**Goal:**
According to the GCP system design patterns text, which service offloads session state from the database?

**Text shown:**
GCP System Design Patterns
A collection of proven Google Cloud Platform architecture patterns for solving common system design challenges at scale.
1. Scalable Web Application on GKE
Problem
A SaaS platform needs to handle traffic spikes from 1K to 100K users in minutes. Manual scaling causes downtime. Need zero-downtime deployments and multi-region HA.
Solution
Core services: Google Cloud Load Balancer + GKE + Cloud SQL (HA) + Memorystore + Cloud CDN + Cloud Armor + Cloud NAT
gcloud container clusters create saas-cluster \
--region=us-central1 \
--node-locations=us-central1-a,us-central1-b,us-central1-c \
--enable-autoscaling --min-nodes=3 --max-nodes=100 \
--addons=HorizontalPodAutoscaling,HttpLoadBalancing
Why This Solution
GCLB provides a global anycast IP with built-in autoscaling across backends. GKE with Horizontal Pod Autoscaler scales pods based on CPU or custom metrics. Cloud SQL HA provides regional persistence with automatic failover. Memorystore (Redis) offloads session state from the database for sub-millisecond reads. Cloud CDN caches static assets at 150+ global edge locations, reducing origin load. Cloud Armor provides WAF and DDoS protection at the edge before traffic reaches your cluster. Cloud NAT enables outbound connectivity from private nodes. This architecture is cost-effective because the GKE cluster autoscaler dynamically adds or removes nodes based on aggregate pod resource requests, so you pay only for what you use.

Point annotations for photos

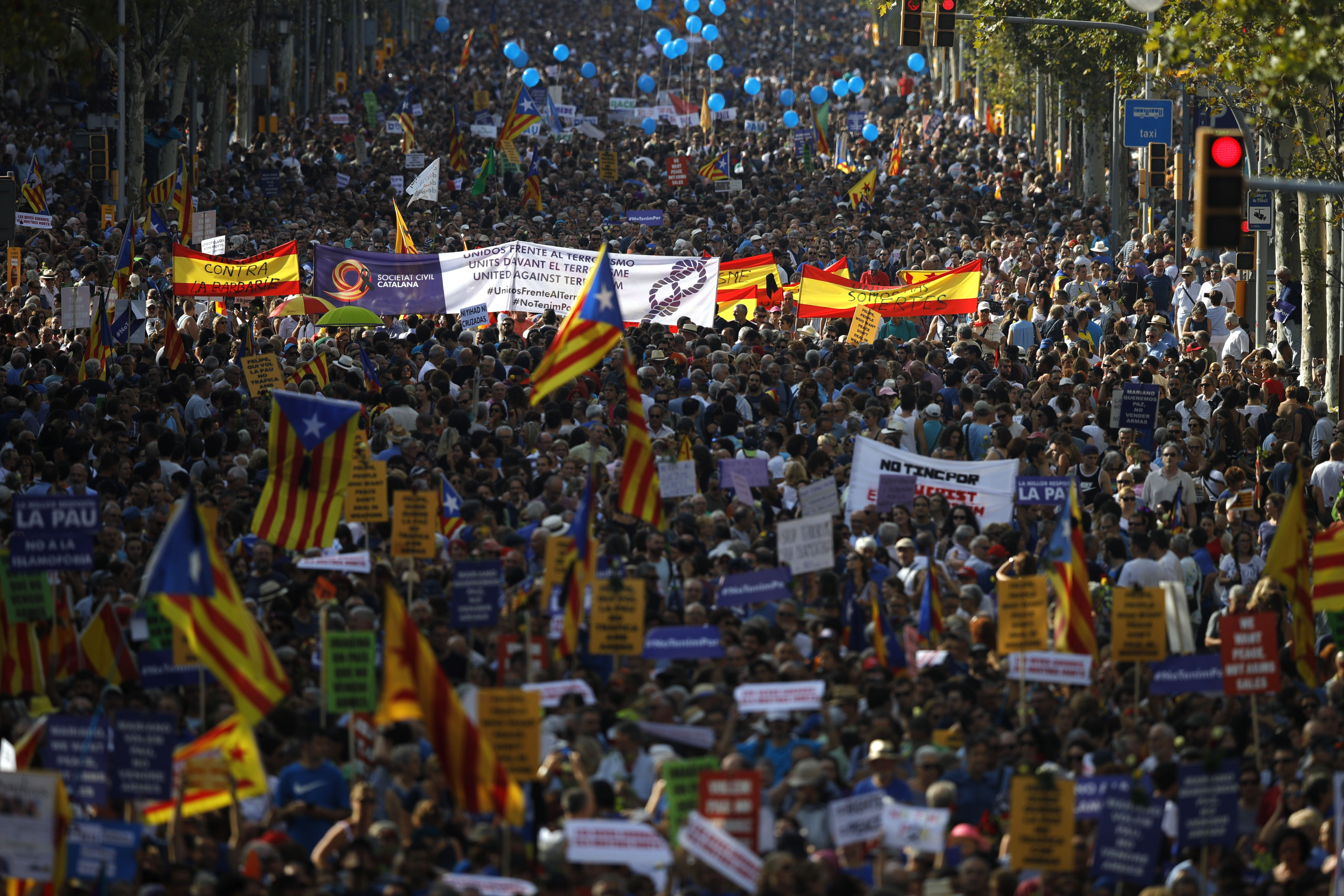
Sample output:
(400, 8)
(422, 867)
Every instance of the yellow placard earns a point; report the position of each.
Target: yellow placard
(415, 524)
(366, 496)
(1139, 625)
(1042, 824)
(511, 721)
(617, 620)
(264, 373)
(1023, 615)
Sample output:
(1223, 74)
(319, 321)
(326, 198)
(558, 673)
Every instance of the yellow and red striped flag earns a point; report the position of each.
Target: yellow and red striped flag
(589, 332)
(198, 594)
(415, 687)
(640, 493)
(312, 453)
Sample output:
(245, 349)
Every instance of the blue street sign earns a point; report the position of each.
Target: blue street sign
(1148, 121)
(1260, 210)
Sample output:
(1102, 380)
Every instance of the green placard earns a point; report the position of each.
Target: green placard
(350, 672)
(683, 789)
(28, 596)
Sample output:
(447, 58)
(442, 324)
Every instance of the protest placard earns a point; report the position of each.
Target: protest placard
(511, 721)
(1023, 615)
(349, 659)
(1042, 824)
(616, 624)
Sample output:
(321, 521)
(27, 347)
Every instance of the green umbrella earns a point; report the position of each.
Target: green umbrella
(350, 316)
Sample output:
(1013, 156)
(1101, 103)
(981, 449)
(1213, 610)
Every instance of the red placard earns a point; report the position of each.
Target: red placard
(733, 798)
(1250, 653)
(510, 645)
(678, 171)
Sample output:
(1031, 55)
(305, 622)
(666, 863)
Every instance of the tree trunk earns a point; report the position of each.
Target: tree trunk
(1311, 217)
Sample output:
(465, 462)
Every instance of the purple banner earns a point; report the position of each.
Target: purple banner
(683, 643)
(384, 283)
(755, 588)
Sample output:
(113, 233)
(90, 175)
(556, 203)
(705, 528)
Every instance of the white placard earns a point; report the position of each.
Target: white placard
(780, 696)
(599, 841)
(357, 562)
(677, 480)
(916, 827)
(857, 820)
(988, 488)
(1053, 668)
(806, 546)
(819, 499)
(553, 691)
(722, 852)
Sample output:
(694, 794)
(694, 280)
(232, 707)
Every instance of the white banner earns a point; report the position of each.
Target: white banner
(720, 851)
(596, 841)
(857, 820)
(916, 827)
(1053, 668)
(781, 696)
(988, 488)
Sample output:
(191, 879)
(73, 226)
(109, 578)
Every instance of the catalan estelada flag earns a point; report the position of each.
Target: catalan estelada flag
(415, 687)
(720, 167)
(198, 594)
(640, 493)
(589, 332)
(312, 452)
(105, 647)
(1066, 559)
(232, 741)
(521, 117)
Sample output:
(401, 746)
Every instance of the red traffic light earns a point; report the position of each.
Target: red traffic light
(1226, 152)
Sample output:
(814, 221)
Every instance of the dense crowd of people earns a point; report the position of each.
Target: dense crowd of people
(1069, 312)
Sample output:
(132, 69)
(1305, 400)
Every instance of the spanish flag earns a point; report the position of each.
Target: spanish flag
(415, 687)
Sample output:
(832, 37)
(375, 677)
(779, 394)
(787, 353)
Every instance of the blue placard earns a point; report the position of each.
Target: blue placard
(77, 747)
(104, 848)
(1148, 121)
(1128, 840)
(683, 643)
(142, 753)
(755, 588)
(1044, 490)
(1091, 793)
(1139, 406)
(1207, 805)
(478, 586)
(1197, 673)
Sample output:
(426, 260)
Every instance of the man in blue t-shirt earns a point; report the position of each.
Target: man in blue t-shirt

**Full response:**
Memorystore (Redis) offloads session state from the database.